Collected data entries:
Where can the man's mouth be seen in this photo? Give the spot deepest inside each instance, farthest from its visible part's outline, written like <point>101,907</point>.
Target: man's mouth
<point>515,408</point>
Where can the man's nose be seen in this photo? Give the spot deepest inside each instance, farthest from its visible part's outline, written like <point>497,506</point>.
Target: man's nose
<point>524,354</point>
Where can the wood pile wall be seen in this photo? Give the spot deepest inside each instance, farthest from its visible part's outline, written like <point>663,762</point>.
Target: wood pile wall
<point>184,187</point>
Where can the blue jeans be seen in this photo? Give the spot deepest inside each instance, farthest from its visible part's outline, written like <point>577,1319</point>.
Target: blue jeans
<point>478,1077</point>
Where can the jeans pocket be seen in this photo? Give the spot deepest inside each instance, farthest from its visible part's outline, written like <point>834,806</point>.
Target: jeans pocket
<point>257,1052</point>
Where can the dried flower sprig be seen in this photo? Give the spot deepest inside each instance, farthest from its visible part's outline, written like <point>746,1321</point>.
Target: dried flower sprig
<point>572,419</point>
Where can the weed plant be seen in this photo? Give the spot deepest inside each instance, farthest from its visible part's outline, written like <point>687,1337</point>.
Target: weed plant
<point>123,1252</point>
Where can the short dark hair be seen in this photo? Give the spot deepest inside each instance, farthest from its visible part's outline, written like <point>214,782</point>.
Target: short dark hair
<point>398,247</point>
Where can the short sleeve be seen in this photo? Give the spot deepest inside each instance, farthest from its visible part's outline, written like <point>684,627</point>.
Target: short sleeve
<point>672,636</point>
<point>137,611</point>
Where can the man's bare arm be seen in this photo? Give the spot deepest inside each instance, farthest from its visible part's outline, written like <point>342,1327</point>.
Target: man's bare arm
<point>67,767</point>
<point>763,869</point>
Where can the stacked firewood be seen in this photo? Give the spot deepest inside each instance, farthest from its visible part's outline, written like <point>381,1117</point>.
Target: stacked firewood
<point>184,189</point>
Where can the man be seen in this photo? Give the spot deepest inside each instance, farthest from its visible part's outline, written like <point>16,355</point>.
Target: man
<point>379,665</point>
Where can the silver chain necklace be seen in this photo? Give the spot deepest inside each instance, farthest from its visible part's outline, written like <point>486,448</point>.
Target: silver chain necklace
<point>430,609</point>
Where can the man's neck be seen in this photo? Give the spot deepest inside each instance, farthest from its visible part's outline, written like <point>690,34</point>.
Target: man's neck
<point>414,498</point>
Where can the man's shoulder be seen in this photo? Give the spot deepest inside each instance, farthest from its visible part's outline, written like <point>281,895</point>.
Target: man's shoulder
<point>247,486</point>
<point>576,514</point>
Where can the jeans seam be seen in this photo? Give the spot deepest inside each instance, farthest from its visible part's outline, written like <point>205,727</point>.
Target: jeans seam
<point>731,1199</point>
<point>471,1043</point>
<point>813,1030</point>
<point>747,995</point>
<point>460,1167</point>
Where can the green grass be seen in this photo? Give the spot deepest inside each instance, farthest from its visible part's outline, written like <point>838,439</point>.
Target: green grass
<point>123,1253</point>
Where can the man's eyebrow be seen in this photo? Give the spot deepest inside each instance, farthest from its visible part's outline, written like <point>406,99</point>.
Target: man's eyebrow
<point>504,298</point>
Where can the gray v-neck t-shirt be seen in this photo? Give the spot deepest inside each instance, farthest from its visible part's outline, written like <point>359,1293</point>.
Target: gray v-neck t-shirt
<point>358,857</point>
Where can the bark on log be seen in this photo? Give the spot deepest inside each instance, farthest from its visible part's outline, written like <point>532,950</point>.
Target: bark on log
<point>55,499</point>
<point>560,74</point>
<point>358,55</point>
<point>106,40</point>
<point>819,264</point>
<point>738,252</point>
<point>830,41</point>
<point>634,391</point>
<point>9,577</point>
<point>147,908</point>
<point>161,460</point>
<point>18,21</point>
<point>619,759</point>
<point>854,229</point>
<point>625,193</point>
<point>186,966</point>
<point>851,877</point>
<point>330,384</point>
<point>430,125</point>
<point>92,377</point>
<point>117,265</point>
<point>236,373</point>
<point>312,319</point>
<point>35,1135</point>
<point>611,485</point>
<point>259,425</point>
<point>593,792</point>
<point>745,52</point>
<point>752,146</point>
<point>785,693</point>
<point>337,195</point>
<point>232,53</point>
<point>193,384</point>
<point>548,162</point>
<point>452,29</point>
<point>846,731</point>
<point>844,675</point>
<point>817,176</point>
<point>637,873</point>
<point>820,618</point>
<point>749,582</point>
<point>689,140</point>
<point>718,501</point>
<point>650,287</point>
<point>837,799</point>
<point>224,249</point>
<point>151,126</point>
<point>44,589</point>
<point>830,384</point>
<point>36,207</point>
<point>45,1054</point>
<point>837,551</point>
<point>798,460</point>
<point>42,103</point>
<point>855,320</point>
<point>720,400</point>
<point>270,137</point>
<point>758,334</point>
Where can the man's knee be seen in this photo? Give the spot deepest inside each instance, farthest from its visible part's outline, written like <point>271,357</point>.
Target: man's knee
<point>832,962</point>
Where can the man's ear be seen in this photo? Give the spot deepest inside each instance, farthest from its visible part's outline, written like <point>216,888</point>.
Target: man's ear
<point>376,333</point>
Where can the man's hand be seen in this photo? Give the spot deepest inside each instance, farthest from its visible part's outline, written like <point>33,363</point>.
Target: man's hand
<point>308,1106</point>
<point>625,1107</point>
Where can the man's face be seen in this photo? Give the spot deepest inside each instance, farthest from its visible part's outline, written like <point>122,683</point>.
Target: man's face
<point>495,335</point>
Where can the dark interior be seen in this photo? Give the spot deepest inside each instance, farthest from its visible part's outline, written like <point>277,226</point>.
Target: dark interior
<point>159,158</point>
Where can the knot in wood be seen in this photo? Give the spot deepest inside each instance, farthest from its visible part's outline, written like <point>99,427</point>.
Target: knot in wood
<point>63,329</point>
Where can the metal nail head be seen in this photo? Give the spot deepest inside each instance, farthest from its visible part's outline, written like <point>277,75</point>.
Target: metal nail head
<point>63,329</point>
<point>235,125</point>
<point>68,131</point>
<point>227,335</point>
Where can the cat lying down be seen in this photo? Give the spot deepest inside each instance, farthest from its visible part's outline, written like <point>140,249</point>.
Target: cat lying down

PROBLEM
Copy the records verbatim, starting from their first line and ending with the line that contains "<point>478,1077</point>".

OUTPUT
Where can the man's mouth be seen in this photo? Give the spot deepest inside each instance, farthest from its visible part's outline, written like <point>101,907</point>.
Target: man's mouth
<point>515,408</point>
Where can the man's nose be seen in this photo? Give the spot deepest inside each instance, farthest from its visible part's outline, written like <point>497,506</point>.
Target: man's nose
<point>524,354</point>
Where can the wood pile wall be seen in this photo? Give the spot deepest inside each instance, farthest from its visible part's outline, written like <point>663,762</point>.
Target: wood pile wall
<point>184,187</point>
Where can the blue jeans be seen in this photo? Give the spot deepest inside each instance, farthest from its visible part's outline, written like <point>577,1319</point>.
Target: blue jeans
<point>478,1077</point>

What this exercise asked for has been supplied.